YOUR OBJECTIVE
Nothing but an exact reprint of the records is to be returned.

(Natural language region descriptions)

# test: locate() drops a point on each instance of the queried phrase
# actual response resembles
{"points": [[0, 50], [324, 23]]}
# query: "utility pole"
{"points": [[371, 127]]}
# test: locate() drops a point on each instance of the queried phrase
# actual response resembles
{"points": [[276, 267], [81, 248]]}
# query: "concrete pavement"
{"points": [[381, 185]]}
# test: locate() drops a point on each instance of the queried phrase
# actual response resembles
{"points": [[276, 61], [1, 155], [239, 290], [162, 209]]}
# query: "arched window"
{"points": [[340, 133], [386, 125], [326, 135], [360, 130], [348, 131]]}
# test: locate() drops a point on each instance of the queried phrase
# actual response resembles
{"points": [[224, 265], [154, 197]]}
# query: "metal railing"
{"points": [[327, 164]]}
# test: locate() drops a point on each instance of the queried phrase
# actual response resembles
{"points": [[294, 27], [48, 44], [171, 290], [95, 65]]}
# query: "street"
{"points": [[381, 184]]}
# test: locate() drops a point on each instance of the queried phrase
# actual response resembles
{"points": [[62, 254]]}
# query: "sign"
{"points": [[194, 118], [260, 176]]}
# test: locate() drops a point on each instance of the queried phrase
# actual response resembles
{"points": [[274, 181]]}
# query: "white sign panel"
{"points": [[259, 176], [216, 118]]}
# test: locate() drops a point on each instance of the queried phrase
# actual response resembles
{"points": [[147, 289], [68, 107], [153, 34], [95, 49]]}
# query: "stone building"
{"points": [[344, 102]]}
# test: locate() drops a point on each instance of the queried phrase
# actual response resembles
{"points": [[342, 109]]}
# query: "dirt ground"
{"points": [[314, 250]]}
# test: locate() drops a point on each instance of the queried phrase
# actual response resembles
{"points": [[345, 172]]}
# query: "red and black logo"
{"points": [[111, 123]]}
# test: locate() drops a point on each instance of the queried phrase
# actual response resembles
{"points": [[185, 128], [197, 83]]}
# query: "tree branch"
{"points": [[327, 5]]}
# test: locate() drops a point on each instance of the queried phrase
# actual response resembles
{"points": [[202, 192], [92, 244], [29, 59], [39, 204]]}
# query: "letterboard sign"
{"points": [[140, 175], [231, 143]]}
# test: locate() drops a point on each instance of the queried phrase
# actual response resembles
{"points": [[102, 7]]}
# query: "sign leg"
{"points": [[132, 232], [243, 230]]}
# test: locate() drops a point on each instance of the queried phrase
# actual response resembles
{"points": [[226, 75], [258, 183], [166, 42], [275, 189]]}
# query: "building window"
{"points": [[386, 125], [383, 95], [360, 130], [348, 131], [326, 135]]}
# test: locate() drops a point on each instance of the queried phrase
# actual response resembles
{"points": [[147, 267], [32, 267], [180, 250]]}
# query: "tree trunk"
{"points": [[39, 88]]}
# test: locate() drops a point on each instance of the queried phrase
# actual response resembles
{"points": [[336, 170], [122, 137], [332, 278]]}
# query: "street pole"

FINISHED TASK
# test: locate() drops a point on each instance of the queried phrase
# actual response resembles
{"points": [[0, 50], [324, 23]]}
# query: "utility pole"
{"points": [[371, 127]]}
# test: locate() drops a point on each instance of the queried phrase
# actual response resembles
{"points": [[276, 267], [81, 248]]}
# query: "concrete pavement"
{"points": [[381, 185]]}
# test: locate() drops a point on each instance of the queried phrase
# actual response resembles
{"points": [[276, 61], [1, 155], [239, 290], [162, 209]]}
# query: "arched window"
{"points": [[340, 133], [386, 125], [326, 135], [360, 130], [348, 131]]}
# test: locate() drops a point on each instance of the queried phrase
# actual response resembles
{"points": [[224, 265], [154, 197]]}
# query: "metal railing"
{"points": [[327, 164]]}
# test: locate() drops a point on each instance of the queried phrase
# actual response resembles
{"points": [[294, 27], [48, 44], [171, 290], [95, 65]]}
# query: "street"
{"points": [[381, 184]]}
# test: locate() drops a point on each instance of the queried phrase
# actual response resembles
{"points": [[62, 254]]}
# query: "sign"
{"points": [[194, 118], [260, 176]]}
# test: locate() drops a point on each instance of the queried phrase
# actual response resembles
{"points": [[274, 181]]}
# query: "white sign panel"
{"points": [[259, 176], [216, 118]]}
# test: locate() drops a point on each instance of the queried phrase
# actual response resembles
{"points": [[147, 289], [68, 107], [153, 34], [95, 49]]}
# query: "stone building"
{"points": [[344, 102]]}
# test: locate() drops a point on each instance of the queried phrase
# actual response resembles
{"points": [[342, 109]]}
# query: "dirt ground"
{"points": [[314, 250]]}
# test: locate() drops a point on each instance of the queried phrase
# actual response resembles
{"points": [[345, 172]]}
# query: "red and black logo"
{"points": [[111, 123]]}
# test: locate() drops a point on each instance of the queried phrase
# actual response resembles
{"points": [[185, 128], [197, 83]]}
# query: "tree branch"
{"points": [[327, 5]]}
# test: locate() drops a point on each instance of the queried phrase
# actual response resembles
{"points": [[202, 192], [92, 244], [29, 59], [39, 204]]}
# query: "letterboard sign"
{"points": [[140, 175], [231, 143]]}
# test: locate() drops a point on each instance of the queried phrase
# actual response resembles
{"points": [[102, 7]]}
# query: "sign leg"
{"points": [[132, 232], [243, 230]]}
# test: locate() drops a point on each instance of the queried phrase
# actual response resembles
{"points": [[226, 75], [258, 183], [166, 42], [275, 189]]}
# query: "building window"
{"points": [[386, 125], [383, 95], [360, 130], [348, 131], [326, 135]]}
# test: locate() drops a point on each instance of the queried phrase
# actual response resembles
{"points": [[147, 267], [32, 267], [180, 250]]}
# query: "tree trunk"
{"points": [[39, 88]]}
# test: locate() drops a point on each instance of the queried phrase
# actual response resembles
{"points": [[336, 170], [122, 137], [332, 278]]}
# query: "street pole"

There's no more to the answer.